### Passage to read
I use the following ifile options when making the "spamonly" database:


        -h, --strip-header    Skip all of the header lines except Subject:,
                              From: and To:

        -i, --insert=FOLDER   Add the statistics for each of FILES to the
                              category FOLDER

Here's the script, called "mkifiledb".

I've found that adding spam messages repeatedly can sometimes improve ifile's accuracy, so the script allows you to specify how often you want to add messages from a given spam group.  Non-spam messages are only added once.


        #!/bin/ksh
        #
        # Id: mkifiledb,v 1.6 2002/11/04 22:06:51 vogelke Exp
        # Source: /src/mail/spam/00-SPAM-MESSAGES/ifile/RCS/mkifiledb,v
        #
        # create ifile database from known spam and non-spam messages.

        PATH=/usr/local/bin:/bin:/usr/bin; export PATH
        umask 022

        cwd=`pwd`
        top=/pub/src/mail/spam
        dbdir=$top/00-SPAM-MESSAGES/ifile
        dbfile=idata

        test -f $dbdir/$dbfile && rm $dbfile

        # Accept number of passes, a classification, and a list of numeric
        # subdirectories.  Add each file within each subdirectory to our
        # ifile db with the given classification.
        #
        # Using "ifile -h -k -i" gives *huge* .idata file, no real gain.

        readmail () {
            passes=$1
            class=$2
            shift
            shift

            for f in $*
            do
                if test -d $f; then
                    k=1
                    while test $k -le $passes; do
                        echo pass $k: $class $PWD/$f
                        ifile -b $dbdir/$dbfile -h -i $class $f/*
                        k=`expr $k + 1`
                    done

                    (cd $dbdir && ls -l $dbfile)
                fi
            done
        }

        cd $top

        # local spam.
        (
            cd 00-SPAM-MESSAGES/local
            list=`/bin/ls -d [0-9]* | sort -n`
            readmail 1 spamlocal $list
        )

        # Nigerian/African fraud.
        (
            cd 00-SPAM-MESSAGES/fraud
            list=`/bin/ls -d [0-9]* | sort -n`
            readmail 1 spamfraud $list
        )

        # Credit repair.
        (
            cd 00-SPAM-MESSAGES/credit
            list=`/bin/ls -d [0-9]* | sort -n`
            readmail 1 spamcredit $list
        )

### Dataset excerpt
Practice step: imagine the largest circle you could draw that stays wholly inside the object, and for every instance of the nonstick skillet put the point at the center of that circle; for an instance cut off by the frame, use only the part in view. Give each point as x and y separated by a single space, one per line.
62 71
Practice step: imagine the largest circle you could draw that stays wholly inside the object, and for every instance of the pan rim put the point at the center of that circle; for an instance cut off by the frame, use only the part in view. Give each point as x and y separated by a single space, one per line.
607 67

### Given task
According to the ifile script text, why can you set how many times messages from a given spam group are added? Answer in one to three sentences. The data comes from a different source than the text.

### Worked answer
The writer has found that adding spam messages repeatedly can sometimes improve ifile's accuracy.